Give the lines again exactly, from the one holding "like point(212, 392)." to the last line of the listing below, both ends included and nothing added.

___ Data to process ___

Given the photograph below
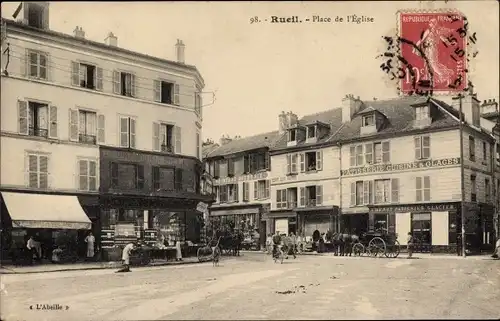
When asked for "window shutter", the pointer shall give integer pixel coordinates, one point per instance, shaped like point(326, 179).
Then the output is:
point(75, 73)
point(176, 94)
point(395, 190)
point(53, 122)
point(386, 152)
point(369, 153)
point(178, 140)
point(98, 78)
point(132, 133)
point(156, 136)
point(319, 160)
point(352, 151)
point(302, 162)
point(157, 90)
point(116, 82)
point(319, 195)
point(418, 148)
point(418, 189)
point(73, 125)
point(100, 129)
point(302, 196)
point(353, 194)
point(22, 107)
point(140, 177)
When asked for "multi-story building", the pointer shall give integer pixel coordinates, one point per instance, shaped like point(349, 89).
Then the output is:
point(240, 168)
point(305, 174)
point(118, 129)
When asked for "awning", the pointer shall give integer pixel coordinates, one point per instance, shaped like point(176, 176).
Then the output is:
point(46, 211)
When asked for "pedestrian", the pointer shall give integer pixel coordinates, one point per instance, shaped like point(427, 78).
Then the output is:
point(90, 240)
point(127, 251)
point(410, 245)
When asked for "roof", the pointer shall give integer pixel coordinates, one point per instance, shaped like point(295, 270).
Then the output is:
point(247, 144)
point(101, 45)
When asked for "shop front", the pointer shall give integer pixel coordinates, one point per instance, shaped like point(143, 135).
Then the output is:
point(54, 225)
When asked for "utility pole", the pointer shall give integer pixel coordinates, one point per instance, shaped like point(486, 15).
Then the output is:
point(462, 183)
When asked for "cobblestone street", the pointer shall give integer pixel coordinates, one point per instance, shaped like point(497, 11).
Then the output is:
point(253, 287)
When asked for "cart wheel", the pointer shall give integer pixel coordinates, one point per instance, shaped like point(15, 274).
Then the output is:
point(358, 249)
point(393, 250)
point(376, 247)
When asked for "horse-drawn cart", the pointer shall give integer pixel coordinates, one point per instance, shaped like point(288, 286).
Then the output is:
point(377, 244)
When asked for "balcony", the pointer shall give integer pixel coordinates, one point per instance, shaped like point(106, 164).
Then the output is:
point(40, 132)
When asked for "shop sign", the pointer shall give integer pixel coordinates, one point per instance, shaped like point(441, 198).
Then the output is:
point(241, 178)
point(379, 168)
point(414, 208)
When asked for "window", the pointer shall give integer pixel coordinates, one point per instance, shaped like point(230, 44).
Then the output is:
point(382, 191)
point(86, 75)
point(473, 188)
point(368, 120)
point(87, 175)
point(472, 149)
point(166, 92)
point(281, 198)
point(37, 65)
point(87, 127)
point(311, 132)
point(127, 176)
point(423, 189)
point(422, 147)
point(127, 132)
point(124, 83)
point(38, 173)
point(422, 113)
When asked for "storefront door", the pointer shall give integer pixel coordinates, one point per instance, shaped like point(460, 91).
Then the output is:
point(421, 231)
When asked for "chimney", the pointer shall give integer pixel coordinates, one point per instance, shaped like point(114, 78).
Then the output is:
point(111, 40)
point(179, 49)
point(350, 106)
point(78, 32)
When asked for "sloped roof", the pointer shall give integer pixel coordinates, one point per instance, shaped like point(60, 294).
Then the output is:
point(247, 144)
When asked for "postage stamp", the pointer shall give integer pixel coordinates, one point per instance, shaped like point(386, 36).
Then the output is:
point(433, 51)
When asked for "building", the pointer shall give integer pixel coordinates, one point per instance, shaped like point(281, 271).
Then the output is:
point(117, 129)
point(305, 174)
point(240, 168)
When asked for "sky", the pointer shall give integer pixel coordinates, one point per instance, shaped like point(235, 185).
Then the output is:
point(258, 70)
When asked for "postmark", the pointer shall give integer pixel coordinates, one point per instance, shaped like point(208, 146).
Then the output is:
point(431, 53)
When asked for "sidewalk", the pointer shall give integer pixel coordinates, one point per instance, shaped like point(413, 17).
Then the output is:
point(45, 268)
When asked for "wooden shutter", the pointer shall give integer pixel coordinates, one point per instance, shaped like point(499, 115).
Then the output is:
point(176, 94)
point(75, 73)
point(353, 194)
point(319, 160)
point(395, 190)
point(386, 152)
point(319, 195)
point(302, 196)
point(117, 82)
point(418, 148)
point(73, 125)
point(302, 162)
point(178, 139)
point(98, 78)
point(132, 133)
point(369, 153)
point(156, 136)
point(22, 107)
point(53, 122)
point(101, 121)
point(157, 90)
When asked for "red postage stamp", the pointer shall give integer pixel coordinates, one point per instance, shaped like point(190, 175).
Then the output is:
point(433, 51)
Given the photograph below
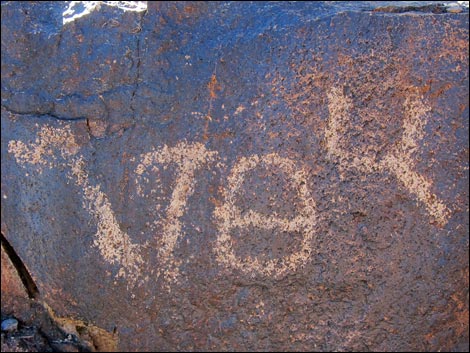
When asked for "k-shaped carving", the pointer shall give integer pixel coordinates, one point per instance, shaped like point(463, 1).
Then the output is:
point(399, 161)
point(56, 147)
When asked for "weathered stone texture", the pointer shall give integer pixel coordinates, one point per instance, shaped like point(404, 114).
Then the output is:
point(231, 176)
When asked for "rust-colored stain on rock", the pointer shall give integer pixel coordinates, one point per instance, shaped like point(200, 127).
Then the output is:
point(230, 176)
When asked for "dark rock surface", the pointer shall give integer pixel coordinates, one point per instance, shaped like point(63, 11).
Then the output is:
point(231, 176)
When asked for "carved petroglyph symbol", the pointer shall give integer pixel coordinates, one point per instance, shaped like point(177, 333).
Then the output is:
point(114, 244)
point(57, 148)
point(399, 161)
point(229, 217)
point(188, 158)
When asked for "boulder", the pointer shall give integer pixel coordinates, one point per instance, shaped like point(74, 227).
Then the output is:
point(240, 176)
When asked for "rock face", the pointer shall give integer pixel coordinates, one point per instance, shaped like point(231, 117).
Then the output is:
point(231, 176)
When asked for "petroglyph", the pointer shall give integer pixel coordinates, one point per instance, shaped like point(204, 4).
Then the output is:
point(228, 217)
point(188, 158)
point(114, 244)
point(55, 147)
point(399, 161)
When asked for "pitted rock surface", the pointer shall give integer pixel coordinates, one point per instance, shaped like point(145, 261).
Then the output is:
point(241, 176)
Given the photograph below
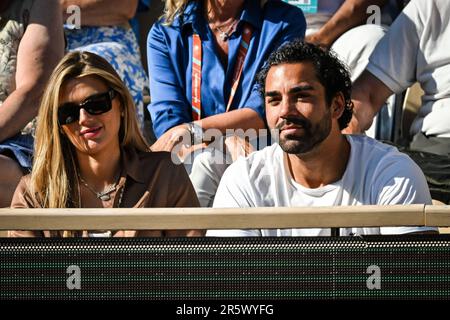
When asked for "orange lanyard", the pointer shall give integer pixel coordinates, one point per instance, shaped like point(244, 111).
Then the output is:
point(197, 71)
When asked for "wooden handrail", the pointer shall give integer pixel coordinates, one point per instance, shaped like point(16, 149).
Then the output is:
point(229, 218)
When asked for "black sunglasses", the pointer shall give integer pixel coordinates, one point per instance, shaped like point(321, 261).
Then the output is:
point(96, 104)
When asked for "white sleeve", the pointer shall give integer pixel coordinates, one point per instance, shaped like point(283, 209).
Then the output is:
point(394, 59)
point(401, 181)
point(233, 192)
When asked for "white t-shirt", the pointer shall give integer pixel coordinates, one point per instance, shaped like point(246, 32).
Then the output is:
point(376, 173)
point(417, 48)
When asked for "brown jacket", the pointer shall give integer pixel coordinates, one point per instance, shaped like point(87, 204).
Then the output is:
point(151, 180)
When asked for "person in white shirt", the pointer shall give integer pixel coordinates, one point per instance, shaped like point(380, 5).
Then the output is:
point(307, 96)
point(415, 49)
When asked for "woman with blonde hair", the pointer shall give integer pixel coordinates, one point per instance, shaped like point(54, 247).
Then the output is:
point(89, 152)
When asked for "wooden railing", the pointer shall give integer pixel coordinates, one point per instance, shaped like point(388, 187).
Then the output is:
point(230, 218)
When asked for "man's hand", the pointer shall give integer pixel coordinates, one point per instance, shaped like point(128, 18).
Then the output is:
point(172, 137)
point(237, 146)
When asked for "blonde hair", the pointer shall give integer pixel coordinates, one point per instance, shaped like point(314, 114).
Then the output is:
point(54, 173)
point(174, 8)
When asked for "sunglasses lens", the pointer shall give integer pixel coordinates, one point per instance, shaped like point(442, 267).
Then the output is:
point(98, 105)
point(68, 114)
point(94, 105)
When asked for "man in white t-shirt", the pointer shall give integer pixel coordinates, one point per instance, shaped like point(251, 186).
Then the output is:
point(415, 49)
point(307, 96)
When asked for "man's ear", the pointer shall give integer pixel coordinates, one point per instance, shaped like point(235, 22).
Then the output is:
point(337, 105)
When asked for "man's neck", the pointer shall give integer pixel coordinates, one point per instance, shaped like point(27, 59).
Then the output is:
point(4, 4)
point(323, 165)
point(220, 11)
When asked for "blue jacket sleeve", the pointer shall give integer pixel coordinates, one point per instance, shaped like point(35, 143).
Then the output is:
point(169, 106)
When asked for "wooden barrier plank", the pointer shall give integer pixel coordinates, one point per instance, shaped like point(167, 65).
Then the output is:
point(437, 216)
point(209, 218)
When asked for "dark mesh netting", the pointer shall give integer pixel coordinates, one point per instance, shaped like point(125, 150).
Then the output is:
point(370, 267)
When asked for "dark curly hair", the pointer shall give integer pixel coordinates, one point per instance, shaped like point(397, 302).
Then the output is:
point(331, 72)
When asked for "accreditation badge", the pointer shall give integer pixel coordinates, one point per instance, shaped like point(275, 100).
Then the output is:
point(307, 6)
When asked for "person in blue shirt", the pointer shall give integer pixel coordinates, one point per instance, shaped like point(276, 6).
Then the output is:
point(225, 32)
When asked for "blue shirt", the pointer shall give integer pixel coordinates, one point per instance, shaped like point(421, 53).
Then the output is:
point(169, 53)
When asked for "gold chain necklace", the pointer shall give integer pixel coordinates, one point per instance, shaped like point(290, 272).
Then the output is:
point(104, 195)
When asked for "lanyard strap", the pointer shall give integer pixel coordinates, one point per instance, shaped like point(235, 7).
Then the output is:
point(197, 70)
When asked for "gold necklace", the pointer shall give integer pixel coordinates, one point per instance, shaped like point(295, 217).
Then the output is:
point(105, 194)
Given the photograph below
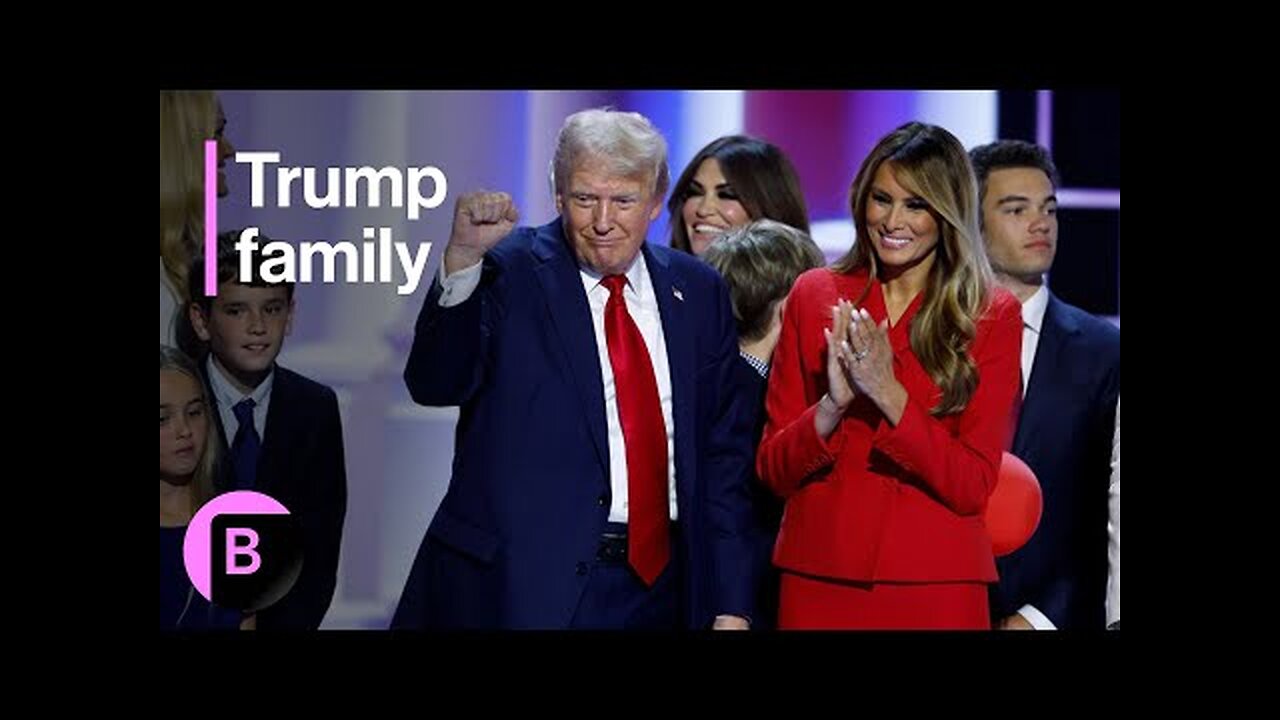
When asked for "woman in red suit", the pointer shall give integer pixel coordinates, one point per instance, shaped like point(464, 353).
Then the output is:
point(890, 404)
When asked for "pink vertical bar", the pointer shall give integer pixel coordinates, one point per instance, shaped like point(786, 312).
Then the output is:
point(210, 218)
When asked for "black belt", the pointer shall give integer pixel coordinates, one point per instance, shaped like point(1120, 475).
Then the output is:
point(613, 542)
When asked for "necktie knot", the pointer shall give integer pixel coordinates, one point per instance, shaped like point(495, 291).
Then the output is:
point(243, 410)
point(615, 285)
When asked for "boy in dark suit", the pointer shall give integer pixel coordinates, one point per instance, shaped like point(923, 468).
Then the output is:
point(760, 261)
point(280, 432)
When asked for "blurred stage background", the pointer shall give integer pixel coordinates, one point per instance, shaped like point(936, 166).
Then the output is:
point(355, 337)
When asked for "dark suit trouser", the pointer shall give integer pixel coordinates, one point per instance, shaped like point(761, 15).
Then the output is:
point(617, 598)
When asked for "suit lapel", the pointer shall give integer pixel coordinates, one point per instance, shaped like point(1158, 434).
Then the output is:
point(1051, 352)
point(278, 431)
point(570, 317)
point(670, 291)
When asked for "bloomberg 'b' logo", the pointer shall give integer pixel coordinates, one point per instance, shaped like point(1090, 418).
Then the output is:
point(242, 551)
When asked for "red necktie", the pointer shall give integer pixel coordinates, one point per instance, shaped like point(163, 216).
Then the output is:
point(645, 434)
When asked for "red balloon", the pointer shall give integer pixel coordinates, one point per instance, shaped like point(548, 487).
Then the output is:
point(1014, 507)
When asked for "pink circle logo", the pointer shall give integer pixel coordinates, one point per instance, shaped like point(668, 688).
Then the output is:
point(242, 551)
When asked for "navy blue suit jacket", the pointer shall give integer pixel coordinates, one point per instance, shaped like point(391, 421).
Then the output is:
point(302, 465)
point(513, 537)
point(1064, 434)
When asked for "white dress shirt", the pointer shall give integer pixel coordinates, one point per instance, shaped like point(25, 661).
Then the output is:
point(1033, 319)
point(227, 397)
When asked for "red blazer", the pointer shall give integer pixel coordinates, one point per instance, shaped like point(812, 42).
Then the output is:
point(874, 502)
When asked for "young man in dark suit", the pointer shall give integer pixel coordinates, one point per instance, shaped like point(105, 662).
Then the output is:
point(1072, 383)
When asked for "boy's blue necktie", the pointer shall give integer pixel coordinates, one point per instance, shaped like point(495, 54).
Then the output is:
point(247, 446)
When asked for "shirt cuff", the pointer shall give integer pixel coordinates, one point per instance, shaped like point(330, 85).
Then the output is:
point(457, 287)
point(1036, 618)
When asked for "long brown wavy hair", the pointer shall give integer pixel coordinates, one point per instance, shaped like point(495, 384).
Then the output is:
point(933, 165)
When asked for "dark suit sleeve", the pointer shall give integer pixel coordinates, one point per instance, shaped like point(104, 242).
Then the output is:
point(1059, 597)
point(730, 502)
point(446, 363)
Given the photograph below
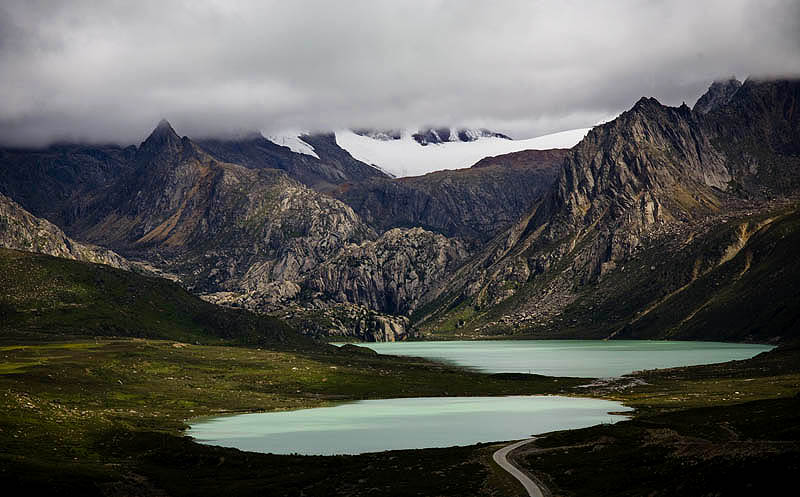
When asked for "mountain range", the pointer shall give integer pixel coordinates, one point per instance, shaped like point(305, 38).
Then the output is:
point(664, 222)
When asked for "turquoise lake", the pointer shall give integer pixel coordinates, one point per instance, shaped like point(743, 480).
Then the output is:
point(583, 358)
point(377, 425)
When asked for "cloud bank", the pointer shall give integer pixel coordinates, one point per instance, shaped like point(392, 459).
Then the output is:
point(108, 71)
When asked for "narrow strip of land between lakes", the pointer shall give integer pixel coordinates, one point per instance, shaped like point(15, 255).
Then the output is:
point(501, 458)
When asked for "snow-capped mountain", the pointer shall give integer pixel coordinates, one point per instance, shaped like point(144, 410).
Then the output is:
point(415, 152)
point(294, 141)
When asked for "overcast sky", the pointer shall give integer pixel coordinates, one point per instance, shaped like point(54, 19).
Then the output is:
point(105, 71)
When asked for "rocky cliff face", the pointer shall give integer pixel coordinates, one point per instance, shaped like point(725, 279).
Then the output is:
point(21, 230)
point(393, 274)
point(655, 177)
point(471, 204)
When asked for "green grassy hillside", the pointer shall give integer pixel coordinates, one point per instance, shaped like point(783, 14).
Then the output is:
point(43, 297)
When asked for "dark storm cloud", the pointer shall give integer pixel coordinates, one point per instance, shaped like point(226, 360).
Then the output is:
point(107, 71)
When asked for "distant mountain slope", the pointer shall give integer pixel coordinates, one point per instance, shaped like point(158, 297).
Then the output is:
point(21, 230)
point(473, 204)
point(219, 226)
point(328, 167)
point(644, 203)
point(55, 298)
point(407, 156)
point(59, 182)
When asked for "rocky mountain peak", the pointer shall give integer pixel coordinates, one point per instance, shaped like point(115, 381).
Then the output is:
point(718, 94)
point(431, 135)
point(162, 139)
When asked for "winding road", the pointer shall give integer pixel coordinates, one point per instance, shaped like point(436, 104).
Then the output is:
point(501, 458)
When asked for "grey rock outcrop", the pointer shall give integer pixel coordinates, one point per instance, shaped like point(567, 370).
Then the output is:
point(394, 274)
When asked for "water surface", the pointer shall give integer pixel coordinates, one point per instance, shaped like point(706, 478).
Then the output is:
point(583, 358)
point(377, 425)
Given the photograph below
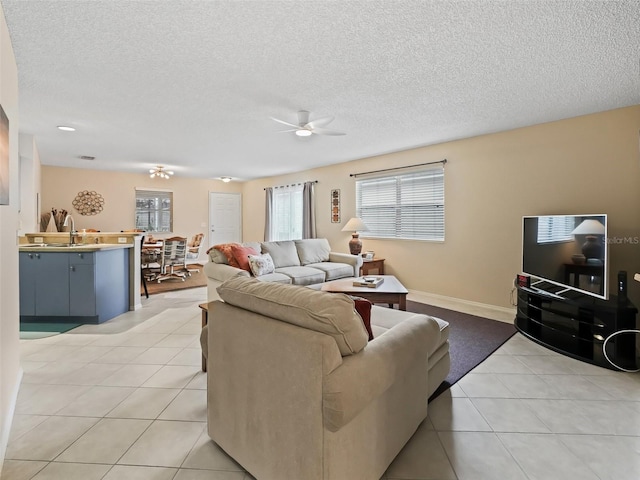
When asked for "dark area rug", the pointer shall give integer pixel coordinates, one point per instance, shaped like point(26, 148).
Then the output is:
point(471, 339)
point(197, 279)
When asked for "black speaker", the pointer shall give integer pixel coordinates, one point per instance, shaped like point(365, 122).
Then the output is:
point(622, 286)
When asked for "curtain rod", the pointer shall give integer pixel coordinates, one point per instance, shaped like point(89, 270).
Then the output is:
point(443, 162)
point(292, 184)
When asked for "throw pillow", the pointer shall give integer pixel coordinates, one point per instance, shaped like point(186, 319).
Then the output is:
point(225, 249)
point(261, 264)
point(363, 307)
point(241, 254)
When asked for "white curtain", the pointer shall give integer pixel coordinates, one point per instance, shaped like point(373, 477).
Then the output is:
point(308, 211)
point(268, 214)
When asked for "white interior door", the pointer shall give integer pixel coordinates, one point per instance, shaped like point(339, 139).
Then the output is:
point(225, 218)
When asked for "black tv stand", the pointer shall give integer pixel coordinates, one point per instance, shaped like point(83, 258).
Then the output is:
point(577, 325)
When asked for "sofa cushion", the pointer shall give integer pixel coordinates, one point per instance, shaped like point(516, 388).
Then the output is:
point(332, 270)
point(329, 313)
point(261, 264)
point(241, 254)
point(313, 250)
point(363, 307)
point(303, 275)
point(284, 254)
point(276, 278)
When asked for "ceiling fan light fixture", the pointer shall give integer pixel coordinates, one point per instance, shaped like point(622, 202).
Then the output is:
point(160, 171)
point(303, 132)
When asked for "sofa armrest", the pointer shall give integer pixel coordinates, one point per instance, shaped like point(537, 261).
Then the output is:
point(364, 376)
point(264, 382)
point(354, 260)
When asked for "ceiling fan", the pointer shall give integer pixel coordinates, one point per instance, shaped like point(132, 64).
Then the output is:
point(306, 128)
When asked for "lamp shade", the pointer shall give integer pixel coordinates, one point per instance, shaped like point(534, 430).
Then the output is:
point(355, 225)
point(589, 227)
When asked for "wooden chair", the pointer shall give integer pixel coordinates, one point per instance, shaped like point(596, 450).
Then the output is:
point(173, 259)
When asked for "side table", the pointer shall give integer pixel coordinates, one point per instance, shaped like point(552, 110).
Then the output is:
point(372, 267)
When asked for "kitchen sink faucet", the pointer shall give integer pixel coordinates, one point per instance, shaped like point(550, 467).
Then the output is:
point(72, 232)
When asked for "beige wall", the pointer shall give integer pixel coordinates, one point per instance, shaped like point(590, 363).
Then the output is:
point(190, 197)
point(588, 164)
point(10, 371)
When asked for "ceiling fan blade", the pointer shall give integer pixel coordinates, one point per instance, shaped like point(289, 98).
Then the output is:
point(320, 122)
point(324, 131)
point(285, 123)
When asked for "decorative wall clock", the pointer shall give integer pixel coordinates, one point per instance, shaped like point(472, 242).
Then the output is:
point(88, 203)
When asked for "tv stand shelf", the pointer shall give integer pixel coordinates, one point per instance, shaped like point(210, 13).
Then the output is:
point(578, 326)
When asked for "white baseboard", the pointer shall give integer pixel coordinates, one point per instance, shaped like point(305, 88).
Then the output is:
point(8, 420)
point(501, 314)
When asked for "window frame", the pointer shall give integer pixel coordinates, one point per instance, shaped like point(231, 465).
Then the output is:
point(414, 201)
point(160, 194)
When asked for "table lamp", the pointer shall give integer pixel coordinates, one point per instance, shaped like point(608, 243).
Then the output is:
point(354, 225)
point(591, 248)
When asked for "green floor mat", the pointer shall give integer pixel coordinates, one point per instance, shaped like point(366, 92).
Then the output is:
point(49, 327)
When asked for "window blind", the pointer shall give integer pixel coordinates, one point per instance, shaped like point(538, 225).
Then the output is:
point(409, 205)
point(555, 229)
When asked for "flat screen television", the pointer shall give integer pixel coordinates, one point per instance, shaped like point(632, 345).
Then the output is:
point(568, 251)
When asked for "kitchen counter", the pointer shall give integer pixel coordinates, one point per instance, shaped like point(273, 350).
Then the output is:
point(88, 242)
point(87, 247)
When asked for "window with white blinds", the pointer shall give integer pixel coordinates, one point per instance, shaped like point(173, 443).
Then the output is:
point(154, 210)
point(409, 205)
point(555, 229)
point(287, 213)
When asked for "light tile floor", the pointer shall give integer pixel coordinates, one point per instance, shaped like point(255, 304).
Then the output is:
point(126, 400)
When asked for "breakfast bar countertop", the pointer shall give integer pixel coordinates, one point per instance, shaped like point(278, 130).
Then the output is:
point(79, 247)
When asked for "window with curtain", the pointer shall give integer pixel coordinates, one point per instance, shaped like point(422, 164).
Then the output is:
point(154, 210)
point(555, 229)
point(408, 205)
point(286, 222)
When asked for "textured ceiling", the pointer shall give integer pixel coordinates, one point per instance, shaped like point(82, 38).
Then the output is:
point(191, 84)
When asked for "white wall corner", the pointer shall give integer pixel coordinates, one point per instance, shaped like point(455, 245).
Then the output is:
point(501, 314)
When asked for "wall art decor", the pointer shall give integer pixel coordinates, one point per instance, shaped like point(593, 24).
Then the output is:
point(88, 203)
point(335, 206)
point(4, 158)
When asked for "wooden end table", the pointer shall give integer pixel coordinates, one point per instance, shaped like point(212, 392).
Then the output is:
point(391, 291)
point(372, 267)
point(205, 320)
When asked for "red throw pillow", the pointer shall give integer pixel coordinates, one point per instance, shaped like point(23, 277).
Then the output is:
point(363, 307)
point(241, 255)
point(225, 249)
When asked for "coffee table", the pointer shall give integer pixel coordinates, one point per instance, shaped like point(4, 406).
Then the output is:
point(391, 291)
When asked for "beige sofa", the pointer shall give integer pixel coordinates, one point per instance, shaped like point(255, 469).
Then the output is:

___

- Solution:
When asked for "wooden end table", the pointer shall give integer pixel coordinates, one point per instance, shaped like point(212, 392).
Then the output is:
point(391, 291)
point(372, 267)
point(205, 320)
When asked for "red throw pillow", the pointer shall give integer pixel coordinates, one point per instance, shaped like point(23, 277).
Then the output is:
point(363, 307)
point(241, 255)
point(225, 249)
When asked for "coffee table", the pointer shall give integer pixel coordinates, one point per instance, shaped like point(4, 406).
Then the output is:
point(391, 291)
When asked for "beige sofa", the pointer shall give integer pixel coordinates, one point per instance, shaped like point(255, 469).
Then the output is:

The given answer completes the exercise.